** Opening Data under study block **

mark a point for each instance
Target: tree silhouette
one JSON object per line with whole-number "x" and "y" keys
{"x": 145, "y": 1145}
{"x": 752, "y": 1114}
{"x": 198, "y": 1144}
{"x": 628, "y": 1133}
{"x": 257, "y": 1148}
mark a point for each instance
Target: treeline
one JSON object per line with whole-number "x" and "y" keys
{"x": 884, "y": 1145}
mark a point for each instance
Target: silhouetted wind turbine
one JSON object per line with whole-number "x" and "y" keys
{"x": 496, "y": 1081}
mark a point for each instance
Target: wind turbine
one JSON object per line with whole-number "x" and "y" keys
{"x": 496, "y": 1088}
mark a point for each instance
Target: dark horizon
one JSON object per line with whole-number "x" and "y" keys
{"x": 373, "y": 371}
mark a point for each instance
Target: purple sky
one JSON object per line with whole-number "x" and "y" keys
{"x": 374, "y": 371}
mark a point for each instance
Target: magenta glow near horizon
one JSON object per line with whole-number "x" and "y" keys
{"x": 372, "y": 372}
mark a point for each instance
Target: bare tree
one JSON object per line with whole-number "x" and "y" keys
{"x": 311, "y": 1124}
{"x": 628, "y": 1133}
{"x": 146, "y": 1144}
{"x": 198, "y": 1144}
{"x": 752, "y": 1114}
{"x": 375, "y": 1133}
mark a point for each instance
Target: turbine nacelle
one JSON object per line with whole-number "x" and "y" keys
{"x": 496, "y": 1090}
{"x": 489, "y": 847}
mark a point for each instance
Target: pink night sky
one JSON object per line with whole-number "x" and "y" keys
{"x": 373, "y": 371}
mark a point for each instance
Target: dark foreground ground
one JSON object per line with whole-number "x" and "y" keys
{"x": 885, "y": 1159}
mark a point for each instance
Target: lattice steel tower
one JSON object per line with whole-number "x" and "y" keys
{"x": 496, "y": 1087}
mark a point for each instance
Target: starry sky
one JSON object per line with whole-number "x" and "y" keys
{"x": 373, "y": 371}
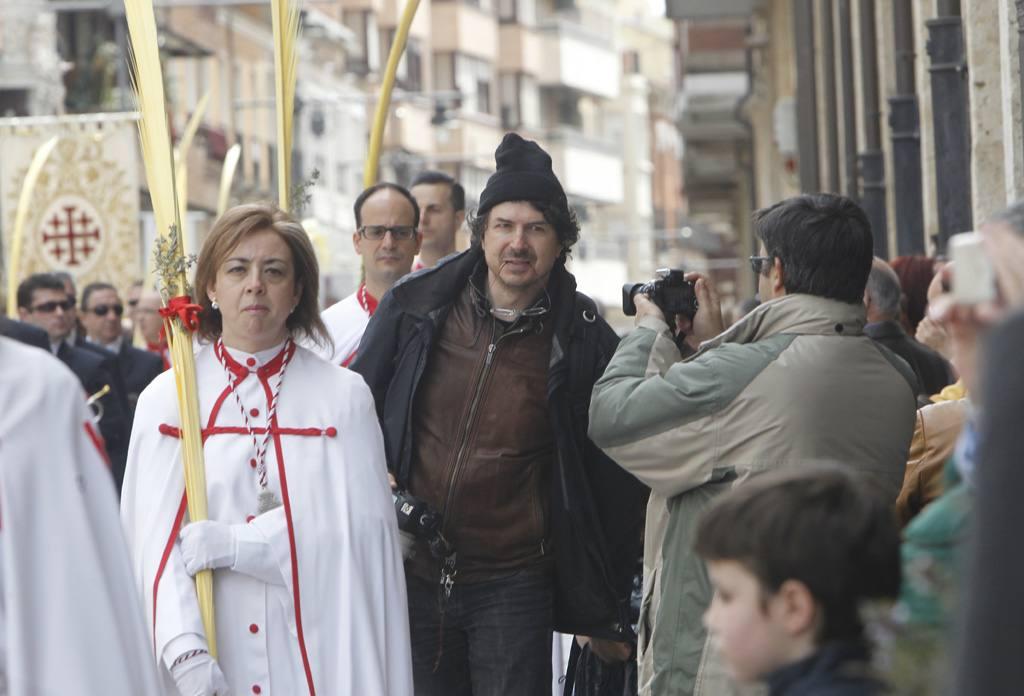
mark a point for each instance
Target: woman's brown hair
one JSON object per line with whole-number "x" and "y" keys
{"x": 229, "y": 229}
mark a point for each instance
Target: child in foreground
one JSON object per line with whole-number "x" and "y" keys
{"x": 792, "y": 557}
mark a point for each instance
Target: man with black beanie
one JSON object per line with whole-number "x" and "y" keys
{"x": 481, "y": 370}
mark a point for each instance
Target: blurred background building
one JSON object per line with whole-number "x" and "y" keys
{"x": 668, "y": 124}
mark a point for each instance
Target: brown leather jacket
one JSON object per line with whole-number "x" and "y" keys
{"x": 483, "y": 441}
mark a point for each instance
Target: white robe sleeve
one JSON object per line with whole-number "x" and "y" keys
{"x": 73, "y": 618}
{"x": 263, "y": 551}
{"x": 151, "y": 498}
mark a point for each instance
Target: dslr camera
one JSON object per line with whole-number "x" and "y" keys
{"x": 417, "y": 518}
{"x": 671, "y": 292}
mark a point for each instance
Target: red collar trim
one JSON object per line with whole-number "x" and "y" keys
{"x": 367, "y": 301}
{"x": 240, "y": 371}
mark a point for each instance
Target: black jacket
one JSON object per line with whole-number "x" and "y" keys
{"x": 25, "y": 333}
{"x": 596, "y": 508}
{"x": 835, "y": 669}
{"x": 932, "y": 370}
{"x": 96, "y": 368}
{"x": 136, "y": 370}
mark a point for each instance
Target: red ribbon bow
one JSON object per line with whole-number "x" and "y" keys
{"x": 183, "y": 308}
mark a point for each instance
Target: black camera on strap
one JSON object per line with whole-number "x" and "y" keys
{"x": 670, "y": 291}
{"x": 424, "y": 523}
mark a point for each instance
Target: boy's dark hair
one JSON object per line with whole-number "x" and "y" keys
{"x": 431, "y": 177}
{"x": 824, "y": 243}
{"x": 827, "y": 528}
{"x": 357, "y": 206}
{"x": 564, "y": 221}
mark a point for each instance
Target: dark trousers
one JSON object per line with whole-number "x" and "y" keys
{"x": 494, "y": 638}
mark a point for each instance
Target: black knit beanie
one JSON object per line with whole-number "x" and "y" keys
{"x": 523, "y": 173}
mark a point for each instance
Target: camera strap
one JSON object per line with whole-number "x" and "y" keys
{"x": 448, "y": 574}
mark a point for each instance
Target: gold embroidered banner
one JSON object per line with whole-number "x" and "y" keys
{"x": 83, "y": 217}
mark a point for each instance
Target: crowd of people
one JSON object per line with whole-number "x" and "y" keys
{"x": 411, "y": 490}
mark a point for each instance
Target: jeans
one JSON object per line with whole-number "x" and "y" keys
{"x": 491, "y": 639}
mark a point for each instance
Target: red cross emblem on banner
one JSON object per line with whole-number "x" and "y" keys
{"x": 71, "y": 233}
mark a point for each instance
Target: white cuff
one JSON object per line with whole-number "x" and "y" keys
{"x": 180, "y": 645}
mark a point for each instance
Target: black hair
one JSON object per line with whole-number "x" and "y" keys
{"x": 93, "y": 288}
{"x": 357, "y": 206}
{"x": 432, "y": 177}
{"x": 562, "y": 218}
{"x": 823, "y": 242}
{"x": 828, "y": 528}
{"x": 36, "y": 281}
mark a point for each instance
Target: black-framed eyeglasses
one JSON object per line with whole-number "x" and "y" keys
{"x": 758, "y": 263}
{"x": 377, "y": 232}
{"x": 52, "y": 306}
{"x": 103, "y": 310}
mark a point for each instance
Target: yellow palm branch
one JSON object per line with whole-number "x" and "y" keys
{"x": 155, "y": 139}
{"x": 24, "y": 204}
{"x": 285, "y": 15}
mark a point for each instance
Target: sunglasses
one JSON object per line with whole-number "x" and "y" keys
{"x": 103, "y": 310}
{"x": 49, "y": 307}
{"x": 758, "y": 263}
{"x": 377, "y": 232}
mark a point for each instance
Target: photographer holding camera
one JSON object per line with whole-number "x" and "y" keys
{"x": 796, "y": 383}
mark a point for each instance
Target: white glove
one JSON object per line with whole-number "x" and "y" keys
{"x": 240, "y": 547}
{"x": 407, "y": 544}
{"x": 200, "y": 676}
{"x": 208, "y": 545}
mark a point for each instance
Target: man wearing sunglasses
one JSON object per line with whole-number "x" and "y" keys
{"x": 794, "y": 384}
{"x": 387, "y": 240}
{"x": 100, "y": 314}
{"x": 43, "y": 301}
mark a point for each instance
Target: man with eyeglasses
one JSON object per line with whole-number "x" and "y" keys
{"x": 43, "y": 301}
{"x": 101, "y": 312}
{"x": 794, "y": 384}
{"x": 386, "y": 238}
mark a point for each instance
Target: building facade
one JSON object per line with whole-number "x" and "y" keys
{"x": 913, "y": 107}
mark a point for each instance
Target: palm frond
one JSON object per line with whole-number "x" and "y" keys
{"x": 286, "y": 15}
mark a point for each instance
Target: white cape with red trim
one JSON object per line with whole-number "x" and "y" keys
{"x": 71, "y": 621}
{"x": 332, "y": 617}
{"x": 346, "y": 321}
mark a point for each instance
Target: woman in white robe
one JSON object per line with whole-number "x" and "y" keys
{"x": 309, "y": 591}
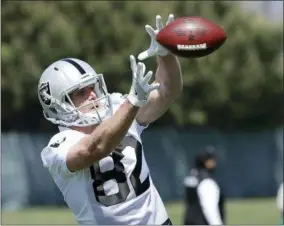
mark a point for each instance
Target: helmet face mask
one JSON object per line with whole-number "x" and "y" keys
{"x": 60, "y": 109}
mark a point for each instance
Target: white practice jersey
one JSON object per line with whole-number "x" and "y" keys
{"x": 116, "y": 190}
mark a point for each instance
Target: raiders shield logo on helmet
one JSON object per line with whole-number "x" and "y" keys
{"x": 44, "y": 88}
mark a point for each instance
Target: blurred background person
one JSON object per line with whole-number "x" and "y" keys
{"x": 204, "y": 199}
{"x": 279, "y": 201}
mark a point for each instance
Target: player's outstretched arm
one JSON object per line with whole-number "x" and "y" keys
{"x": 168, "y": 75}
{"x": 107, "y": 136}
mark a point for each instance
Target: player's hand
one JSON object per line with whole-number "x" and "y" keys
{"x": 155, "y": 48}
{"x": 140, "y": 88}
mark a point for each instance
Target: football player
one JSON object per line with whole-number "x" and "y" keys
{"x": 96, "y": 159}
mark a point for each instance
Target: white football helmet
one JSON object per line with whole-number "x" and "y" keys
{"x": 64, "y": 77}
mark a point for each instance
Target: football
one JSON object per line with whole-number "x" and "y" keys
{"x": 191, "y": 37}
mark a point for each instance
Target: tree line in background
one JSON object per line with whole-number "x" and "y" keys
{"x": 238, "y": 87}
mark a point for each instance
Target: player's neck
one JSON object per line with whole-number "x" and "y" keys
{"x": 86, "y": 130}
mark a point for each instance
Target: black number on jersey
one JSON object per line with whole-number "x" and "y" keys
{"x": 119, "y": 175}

** Closing Data under study block **
** Opening Data under study block **

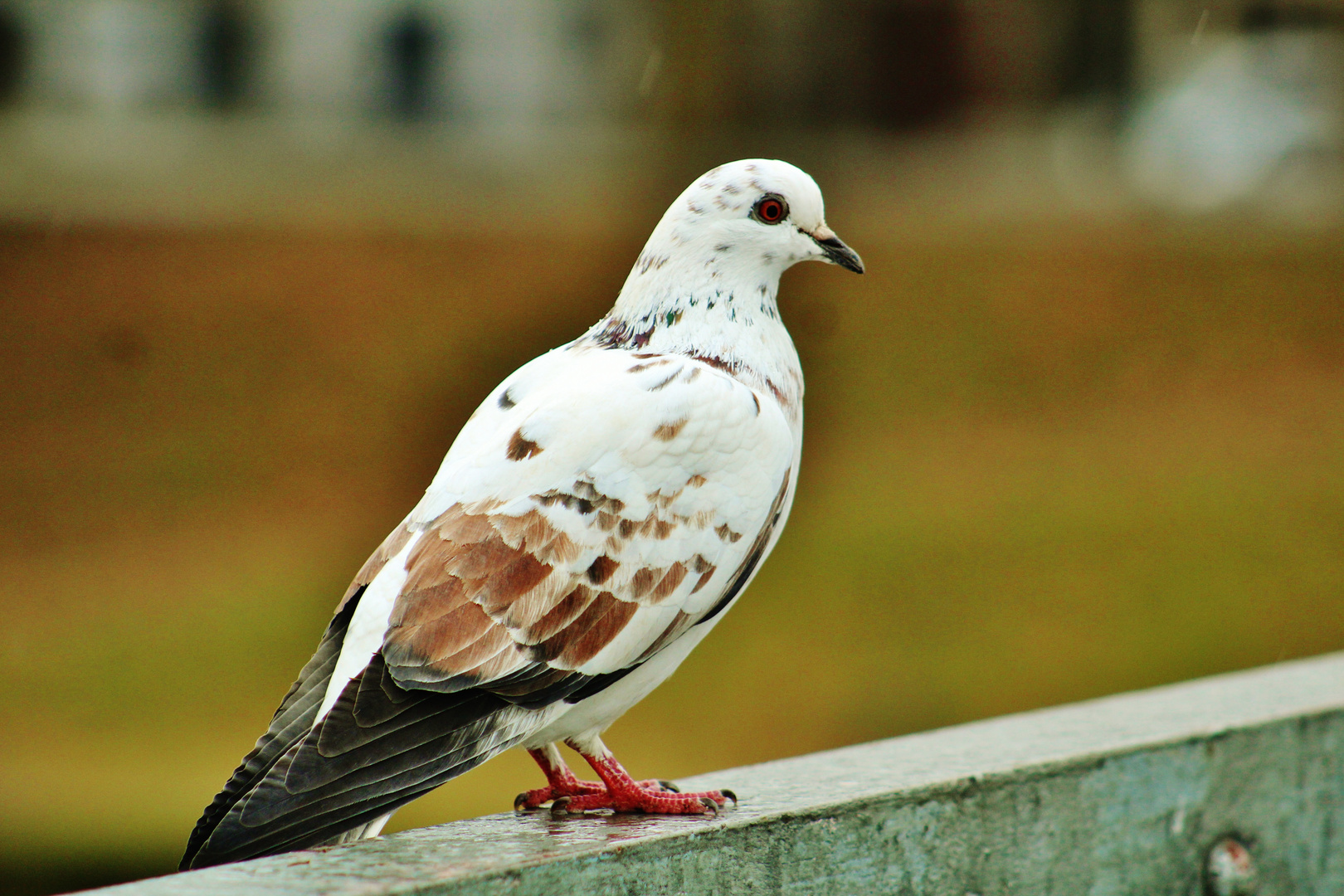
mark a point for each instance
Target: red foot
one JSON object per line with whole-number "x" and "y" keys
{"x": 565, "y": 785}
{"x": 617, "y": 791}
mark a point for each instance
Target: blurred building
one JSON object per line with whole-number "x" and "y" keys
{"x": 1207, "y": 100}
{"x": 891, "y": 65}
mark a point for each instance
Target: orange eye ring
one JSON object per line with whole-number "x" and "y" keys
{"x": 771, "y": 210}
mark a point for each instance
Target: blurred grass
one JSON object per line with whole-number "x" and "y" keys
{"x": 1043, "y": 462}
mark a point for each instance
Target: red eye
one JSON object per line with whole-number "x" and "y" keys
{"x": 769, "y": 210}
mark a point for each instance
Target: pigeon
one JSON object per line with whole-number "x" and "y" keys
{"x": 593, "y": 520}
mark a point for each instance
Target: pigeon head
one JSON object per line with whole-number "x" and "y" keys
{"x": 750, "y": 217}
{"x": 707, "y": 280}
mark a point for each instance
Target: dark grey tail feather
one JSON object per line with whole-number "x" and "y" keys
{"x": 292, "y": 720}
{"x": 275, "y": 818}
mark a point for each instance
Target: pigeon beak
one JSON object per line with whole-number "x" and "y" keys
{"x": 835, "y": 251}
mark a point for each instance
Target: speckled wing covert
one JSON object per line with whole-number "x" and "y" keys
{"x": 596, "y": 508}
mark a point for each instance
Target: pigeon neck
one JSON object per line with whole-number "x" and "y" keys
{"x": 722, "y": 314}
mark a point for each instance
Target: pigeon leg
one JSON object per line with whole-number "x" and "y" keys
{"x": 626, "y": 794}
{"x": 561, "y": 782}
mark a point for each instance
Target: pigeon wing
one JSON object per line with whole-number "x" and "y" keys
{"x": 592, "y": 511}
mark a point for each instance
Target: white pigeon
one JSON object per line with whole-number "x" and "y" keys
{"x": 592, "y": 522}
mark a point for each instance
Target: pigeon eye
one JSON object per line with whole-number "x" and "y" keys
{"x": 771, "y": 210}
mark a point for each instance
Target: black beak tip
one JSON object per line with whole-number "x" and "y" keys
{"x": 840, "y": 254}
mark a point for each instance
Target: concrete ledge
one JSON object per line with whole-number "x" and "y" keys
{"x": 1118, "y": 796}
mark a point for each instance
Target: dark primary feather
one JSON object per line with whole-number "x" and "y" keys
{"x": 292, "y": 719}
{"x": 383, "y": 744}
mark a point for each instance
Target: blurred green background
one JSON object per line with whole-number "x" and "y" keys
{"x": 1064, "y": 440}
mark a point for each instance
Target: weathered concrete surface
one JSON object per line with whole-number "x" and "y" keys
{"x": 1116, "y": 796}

** Closing Data under study block **
** Opening Data under study block **

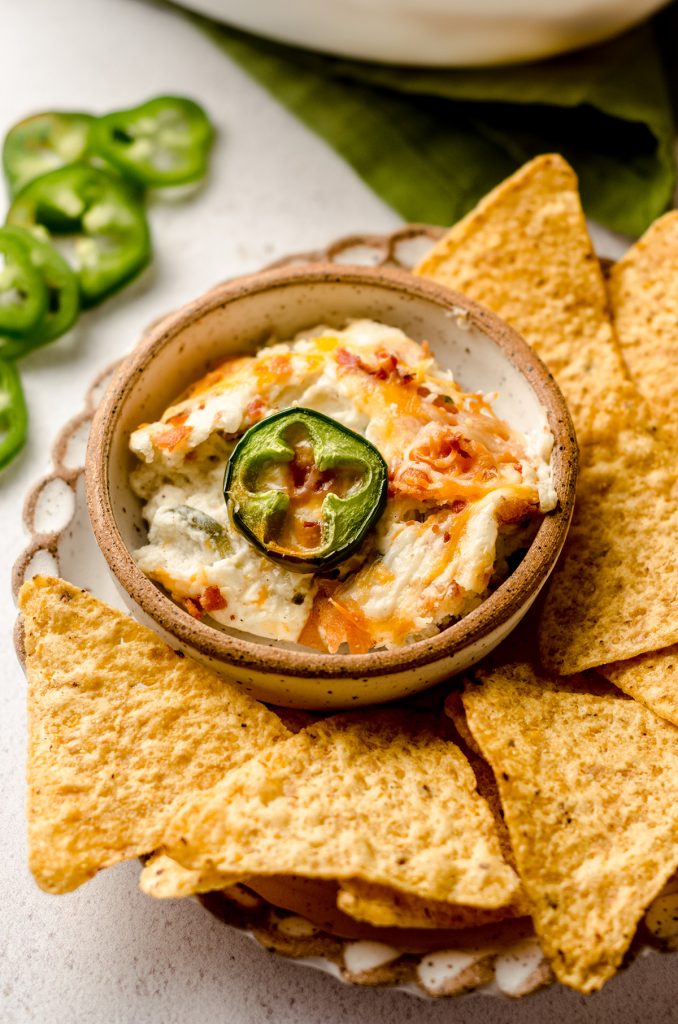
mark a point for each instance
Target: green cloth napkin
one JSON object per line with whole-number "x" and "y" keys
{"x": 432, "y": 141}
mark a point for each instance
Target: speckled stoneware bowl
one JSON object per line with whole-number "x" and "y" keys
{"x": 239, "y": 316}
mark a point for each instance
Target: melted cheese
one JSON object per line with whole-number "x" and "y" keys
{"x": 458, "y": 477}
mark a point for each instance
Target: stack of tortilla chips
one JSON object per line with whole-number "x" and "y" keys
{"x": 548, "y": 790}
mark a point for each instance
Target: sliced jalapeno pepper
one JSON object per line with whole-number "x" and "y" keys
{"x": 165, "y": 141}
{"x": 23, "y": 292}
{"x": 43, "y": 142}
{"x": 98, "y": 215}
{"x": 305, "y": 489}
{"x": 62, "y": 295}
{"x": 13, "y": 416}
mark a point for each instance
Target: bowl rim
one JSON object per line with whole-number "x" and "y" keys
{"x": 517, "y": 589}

** Closing Data under study block **

- [What the task requires]
Go through the records above, find every line with the word "neck", and list those lines.

- [Your solution]
Target: player's neck
Target: pigeon neck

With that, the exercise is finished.